§ **WHAT IS EXPECTED**
Exactly the lines from the beginning of the records below through the line with "Reviewer note: every instance of the jagged" must be given again, without pictures.

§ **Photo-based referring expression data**
—————

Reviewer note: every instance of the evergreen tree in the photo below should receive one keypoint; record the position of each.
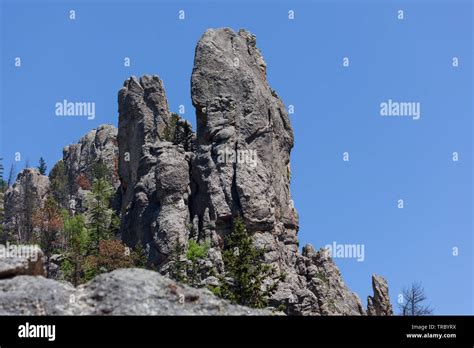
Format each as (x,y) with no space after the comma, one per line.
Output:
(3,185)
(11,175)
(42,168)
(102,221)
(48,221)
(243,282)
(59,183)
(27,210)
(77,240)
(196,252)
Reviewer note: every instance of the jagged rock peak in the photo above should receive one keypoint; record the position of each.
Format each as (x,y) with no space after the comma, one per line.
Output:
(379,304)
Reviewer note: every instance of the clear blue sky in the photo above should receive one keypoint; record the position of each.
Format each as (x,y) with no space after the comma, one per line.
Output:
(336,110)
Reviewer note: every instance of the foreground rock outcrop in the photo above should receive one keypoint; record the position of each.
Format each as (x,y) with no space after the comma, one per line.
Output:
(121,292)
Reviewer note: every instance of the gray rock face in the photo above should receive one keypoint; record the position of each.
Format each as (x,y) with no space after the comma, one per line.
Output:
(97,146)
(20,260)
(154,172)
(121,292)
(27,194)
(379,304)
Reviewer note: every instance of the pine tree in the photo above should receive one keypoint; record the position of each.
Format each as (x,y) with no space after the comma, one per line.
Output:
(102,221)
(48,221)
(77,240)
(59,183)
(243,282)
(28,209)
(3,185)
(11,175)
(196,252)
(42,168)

—————

§ **RESULT OF THIS EXERCISE**
Reviewer note: every instance of the evergreen tree in the photo below should receive one keypoint; record the position of each.
Format each as (x,y) with no space after the comma, one per line.
Output:
(3,185)
(11,175)
(42,168)
(102,221)
(48,221)
(243,282)
(59,183)
(27,210)
(77,240)
(196,252)
Reviewer note: every instance of the jagged rock peak in the photo above should receive one keypoint; record the position of each.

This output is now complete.